**Short task**
Summarize the blog post below in two sentences.

Sunday, September 19, 2010

Economics 19/9/10: Irish banks - Government intervention still has no effect

Returning to my old theme - let's take a fresh look at the Government and its policy cheerleaders success rate with repairing our banking sector. Here is a quick snapshot of history and numbers as told through the lens of Irish Financials index.
So clearly, we have some really powerful analysts out there and keen commentariat (actually one and the same in this case) on the future prognosis for our banks.

But what about recent moves in the index itself?
Take a look at the chart above, which maps the Financials Index for two subperiods:
Period 1: from Guarantee to March announcement of the 'final' recapitalization of our banks,
Period 2: from Guarantee to today.
Now notice the difference between two equations. That's right, things are not getting any better, they are getting worse.

Next, let's put some historical markers on the map:
Surely, our financials are getting better, the Government will say, by... err... not getting much, much worse. The reality, of course is, any index has a natural lower bound of zero. In the case of Irish Financials Index, this bound is above zero, as the index contains companies that are not banks. As far as the banks go, there is a natural lower limit for their share values of zero. Our IFIN index is now at 80% loss relative not to its peak, but to its value on the day of Guarantee!

Having pledged banks supports to the tune of 1/3 of our GDP already, the Government policy still has not achieved any appreciable improvement in the index.

Forget longer term stuff - even relative to Q4 2009, Government policies cannot correct the strategic switchback away from Irish banks shares that took hold:
A picture, is worth a 1000 words. Unless you belong to the upbeat cheerleaders group of the very same analysts who missed the largest market collapse in history, that is.

Economics 19/9/10: What's human capital got to do with our policies?

Having spent last week giving three presentations in Ireland on our IBV paper (link here) concerning the role of human capital in urban and regional development, and having spent a week before given another five presentations/briefings on the same topic in Russia, I should probably take a break from the topic.

So here is a quick note: I finally came about to read an interesting study from McKinsey & Co on the importance of talent as a driver of competition between firms, published back in February 2008. It is a very insightful piece.

Here's an interesting quote, referring to two McKinsey Quarterly global surveys (emphasis is mine). "The first, in 2006, indicated that the respondents regarded finding talented people as likely to be the single most important managerial preoccupation for the rest of this decade. The second, conducted in November 2007, revealed that nearly half of the respondents expect intensifying competition for talent—and the increasingly global nature of that competition—to have a major effect on their companies over the next five years. No other global trend was considered nearly as significant."

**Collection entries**
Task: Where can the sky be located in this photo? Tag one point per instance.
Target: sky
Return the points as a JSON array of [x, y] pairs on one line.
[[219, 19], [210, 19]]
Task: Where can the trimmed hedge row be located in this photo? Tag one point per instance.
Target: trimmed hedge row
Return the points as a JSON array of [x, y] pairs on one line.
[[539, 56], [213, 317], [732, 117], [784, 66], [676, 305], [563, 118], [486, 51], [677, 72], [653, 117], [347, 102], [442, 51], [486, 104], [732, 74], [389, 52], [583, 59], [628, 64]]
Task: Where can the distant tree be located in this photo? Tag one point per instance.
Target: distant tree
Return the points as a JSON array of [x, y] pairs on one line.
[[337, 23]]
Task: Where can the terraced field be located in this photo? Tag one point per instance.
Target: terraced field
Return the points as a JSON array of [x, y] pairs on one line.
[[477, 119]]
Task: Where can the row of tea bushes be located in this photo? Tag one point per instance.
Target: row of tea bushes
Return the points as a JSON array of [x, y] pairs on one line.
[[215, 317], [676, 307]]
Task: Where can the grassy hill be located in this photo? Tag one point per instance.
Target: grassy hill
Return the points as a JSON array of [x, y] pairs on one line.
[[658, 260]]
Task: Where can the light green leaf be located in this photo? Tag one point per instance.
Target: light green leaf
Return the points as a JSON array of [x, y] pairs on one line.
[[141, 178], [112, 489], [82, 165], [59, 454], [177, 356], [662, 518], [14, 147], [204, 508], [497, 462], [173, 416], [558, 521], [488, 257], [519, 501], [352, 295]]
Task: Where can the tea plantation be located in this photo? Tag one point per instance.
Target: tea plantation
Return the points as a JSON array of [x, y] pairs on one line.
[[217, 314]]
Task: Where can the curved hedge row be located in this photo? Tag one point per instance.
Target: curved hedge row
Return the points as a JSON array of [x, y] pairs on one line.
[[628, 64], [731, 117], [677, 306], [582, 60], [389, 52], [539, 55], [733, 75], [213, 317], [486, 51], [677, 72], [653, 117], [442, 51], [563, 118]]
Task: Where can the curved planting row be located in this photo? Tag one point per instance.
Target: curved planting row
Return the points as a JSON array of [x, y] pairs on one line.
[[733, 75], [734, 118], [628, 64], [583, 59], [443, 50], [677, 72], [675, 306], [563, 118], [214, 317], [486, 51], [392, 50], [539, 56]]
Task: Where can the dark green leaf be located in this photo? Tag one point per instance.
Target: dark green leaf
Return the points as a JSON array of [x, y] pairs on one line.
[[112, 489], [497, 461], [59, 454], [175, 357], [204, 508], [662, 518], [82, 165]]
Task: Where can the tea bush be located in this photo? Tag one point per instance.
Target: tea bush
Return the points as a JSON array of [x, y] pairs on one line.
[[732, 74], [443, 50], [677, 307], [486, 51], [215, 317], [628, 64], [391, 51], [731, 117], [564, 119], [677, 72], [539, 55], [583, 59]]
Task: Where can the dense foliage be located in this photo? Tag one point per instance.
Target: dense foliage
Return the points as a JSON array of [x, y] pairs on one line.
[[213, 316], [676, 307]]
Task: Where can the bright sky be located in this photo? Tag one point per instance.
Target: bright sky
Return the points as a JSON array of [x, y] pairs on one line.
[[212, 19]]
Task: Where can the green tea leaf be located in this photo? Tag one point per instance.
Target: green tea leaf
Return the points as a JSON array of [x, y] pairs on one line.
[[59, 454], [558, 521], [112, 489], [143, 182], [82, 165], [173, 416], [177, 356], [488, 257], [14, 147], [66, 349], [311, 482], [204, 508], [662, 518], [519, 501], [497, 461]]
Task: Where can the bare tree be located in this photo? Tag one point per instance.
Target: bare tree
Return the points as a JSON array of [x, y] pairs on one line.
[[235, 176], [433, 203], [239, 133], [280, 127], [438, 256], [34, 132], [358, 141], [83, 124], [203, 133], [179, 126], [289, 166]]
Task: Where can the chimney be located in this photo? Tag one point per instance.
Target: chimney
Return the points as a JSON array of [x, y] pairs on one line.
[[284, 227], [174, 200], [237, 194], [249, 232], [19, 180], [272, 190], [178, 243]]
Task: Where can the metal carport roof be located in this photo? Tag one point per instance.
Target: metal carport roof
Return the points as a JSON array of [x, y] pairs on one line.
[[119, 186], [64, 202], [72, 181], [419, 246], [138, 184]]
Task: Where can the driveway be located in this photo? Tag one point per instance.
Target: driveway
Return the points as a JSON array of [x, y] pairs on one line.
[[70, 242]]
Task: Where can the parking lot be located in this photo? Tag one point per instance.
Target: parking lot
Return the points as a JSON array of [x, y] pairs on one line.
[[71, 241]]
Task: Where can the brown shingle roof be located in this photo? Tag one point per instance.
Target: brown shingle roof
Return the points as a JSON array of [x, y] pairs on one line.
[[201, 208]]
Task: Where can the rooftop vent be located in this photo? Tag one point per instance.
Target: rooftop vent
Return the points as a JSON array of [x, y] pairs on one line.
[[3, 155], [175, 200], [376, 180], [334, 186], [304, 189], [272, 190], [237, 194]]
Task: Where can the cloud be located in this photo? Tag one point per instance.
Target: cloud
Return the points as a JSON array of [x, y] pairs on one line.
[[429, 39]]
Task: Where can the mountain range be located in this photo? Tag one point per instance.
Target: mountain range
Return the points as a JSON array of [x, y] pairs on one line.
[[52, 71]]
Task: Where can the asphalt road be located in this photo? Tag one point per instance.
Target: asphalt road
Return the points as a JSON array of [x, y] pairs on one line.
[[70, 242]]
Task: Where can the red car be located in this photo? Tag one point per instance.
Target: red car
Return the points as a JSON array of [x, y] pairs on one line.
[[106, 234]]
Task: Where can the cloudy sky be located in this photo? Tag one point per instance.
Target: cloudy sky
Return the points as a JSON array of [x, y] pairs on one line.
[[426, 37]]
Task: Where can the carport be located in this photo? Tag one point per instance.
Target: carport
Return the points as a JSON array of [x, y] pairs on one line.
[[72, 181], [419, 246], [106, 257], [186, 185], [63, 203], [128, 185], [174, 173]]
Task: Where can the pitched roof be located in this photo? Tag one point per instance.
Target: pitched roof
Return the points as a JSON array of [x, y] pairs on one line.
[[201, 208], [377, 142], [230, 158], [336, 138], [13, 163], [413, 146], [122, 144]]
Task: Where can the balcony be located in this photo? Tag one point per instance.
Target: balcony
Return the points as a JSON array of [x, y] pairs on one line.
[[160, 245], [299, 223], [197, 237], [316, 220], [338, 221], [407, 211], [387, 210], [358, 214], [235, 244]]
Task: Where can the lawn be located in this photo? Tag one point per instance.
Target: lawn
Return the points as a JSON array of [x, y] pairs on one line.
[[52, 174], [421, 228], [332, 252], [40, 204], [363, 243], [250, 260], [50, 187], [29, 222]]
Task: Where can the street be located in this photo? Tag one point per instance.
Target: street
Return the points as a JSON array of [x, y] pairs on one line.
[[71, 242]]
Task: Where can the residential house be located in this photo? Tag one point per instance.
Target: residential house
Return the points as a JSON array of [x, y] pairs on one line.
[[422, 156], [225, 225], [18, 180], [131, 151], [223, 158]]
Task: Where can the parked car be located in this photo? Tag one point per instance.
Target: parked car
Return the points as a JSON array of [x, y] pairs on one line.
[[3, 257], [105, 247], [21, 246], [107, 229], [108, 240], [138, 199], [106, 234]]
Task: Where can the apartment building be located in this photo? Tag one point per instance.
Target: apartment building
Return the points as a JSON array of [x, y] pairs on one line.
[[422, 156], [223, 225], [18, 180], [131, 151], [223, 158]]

**Correct output**
The first entry argues that Government intervention has not improved Irish banks: the Irish Financials index stands at an 80% loss relative to its value on the day of the Guarantee, even though bank supports pledged equal one third of GDP. The second entry turns to a February 2008 McKinsey study on talent as a driver of competition between firms, quoting surveys in which respondents ranked finding talented people as the most important managerial preoccupation and expected intensifying global competition for talent to have a major effect on their companies.